▶ [What you should do]: Which lines below hold the word "instance"? Report each one.

▶ [Provided records]:
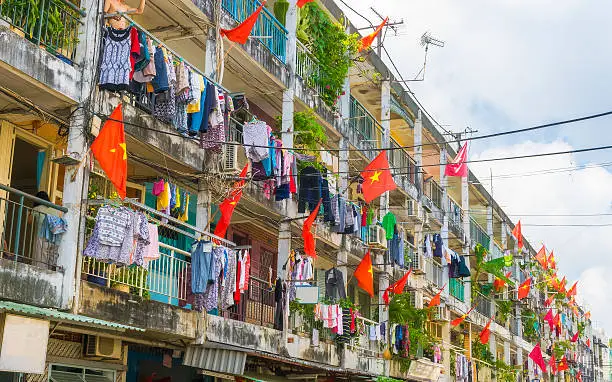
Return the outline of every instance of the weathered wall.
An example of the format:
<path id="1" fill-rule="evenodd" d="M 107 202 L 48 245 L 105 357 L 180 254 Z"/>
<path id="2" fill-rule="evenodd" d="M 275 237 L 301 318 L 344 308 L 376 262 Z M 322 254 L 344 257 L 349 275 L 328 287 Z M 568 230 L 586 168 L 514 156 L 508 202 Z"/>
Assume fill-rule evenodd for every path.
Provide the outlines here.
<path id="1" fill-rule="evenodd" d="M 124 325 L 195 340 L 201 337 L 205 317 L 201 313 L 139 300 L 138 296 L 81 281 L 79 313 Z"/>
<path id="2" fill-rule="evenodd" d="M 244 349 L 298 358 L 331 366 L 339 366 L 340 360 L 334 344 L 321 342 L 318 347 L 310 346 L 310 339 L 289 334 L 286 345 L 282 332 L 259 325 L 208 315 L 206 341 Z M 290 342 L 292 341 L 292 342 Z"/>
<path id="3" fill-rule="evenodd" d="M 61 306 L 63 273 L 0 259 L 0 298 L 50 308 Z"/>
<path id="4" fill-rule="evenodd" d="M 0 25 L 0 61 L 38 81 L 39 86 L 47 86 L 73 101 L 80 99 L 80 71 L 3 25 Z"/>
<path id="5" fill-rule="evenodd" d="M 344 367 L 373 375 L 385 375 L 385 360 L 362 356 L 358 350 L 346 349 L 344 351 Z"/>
==
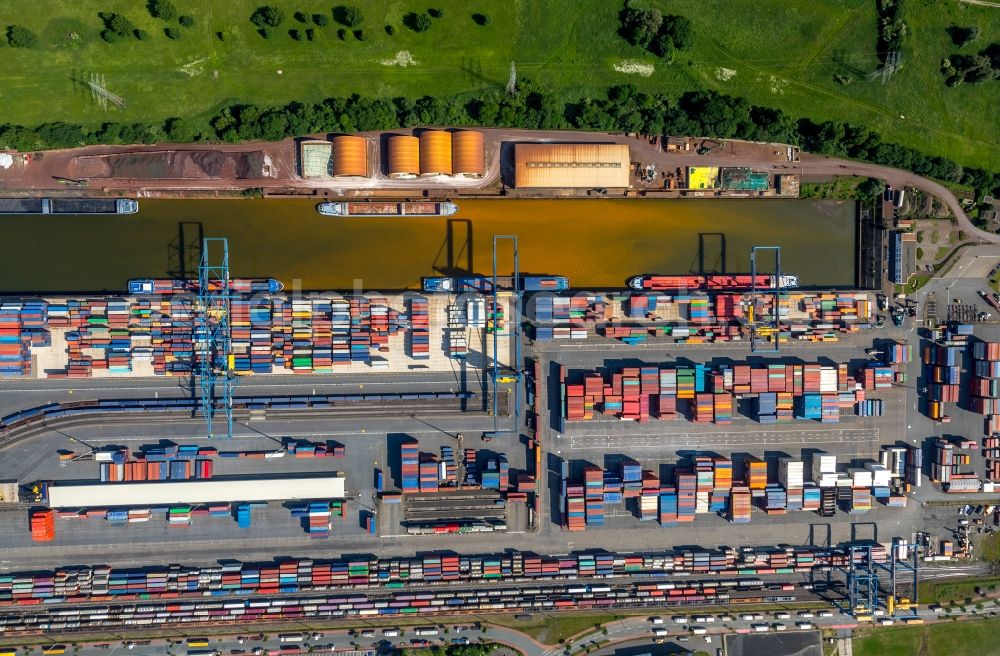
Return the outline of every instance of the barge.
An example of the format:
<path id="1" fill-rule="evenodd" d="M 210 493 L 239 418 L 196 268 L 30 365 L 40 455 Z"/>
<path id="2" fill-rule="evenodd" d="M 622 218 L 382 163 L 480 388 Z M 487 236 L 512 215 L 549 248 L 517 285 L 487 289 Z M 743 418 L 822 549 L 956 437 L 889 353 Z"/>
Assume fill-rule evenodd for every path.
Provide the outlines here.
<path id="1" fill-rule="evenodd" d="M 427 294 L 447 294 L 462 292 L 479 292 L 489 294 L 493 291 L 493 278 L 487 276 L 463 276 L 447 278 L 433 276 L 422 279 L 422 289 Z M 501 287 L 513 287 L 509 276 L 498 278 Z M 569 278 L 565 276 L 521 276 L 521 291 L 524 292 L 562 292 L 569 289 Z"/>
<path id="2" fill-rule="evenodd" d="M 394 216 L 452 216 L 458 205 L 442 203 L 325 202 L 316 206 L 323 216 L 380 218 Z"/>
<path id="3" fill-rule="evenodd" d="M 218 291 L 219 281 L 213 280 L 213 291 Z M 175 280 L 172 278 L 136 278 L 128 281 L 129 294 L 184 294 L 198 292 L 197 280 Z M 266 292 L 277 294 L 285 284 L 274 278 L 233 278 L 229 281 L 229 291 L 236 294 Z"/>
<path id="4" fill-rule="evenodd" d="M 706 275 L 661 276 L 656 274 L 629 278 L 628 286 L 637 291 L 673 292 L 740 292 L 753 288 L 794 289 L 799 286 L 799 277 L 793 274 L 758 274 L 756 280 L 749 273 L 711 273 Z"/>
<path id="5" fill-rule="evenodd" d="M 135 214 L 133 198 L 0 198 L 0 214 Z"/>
...
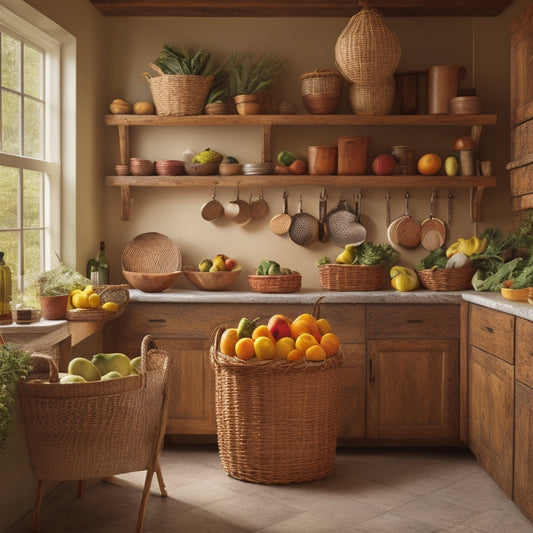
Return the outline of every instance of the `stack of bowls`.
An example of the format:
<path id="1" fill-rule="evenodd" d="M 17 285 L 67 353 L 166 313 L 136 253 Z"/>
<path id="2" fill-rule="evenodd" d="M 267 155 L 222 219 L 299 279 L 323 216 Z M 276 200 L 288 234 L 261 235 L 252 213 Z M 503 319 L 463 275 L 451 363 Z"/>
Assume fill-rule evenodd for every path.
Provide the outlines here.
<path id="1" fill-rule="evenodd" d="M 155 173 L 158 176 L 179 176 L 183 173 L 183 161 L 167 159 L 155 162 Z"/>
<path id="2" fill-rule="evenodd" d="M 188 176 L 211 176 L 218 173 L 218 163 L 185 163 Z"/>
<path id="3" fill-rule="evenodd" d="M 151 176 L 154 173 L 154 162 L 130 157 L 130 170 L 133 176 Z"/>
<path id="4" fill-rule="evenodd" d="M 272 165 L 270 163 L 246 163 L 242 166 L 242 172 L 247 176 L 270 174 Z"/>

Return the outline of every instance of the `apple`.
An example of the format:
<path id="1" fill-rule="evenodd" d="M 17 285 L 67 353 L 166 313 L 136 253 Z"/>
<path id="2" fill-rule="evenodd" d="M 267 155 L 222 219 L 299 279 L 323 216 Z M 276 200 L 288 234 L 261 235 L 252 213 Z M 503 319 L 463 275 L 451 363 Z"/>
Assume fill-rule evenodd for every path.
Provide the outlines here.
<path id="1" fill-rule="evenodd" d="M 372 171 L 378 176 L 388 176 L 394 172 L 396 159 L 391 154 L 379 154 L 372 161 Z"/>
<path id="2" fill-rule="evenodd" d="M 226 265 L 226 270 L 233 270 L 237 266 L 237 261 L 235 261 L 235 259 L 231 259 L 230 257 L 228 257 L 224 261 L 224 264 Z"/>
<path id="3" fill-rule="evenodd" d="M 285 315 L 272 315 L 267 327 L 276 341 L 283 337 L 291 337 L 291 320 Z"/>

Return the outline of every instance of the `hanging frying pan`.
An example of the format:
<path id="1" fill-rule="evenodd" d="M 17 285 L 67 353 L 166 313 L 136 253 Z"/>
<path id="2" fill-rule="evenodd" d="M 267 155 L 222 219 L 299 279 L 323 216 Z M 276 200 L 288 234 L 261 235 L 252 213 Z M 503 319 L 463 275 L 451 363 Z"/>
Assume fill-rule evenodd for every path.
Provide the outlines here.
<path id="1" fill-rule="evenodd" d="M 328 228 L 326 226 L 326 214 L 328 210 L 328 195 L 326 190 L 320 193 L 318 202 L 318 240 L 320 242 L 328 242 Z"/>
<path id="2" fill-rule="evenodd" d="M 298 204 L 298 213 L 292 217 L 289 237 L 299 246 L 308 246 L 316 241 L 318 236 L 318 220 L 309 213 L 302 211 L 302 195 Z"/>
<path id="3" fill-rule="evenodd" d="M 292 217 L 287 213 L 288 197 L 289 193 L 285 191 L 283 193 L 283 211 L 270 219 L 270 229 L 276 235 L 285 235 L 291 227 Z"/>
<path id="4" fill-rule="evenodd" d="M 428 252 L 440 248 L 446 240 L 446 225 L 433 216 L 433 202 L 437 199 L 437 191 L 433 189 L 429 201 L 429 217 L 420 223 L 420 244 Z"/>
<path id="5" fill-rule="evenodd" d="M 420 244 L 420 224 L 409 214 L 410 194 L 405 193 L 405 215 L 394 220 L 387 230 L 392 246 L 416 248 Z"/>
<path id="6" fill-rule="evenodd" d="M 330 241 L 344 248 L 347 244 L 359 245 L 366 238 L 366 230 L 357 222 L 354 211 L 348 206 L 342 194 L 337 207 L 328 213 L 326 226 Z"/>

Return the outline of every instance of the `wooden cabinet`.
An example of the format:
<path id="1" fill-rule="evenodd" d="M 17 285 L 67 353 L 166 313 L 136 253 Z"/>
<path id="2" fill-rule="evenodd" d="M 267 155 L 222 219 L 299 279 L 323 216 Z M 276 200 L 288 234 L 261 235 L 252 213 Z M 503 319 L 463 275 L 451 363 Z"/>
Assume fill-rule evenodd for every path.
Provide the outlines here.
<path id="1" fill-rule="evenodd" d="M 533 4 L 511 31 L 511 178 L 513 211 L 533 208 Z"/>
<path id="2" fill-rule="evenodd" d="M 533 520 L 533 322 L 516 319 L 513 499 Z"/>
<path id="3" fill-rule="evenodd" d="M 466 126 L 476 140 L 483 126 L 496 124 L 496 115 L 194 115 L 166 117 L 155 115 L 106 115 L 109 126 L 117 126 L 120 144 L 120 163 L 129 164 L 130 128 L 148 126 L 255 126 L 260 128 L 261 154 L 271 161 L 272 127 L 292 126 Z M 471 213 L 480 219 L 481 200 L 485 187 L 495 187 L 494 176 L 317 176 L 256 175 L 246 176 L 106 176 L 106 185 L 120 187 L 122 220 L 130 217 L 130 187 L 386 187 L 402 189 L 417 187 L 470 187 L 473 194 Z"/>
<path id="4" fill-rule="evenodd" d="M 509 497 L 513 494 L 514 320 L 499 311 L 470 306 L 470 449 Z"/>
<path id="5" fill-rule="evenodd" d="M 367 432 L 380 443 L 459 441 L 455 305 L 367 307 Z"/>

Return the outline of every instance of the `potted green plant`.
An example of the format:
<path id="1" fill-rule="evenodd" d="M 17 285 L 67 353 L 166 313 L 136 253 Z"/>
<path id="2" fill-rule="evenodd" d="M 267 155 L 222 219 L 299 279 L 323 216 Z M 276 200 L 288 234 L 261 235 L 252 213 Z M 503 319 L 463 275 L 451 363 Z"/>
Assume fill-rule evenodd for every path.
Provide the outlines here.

▶ [Solution for this exercise]:
Return the outline of every instance of the weathered wall.
Return the outline of every instance of the barge.
Return the outline of every instance of the `stack of bowls`.
Return the outline of every instance of the `apple`.
Return the outline of every instance of the `hanging frying pan`.
Return the outline of every instance of the `wooden cabinet`.
Return the outline of every instance of the `potted green plant`.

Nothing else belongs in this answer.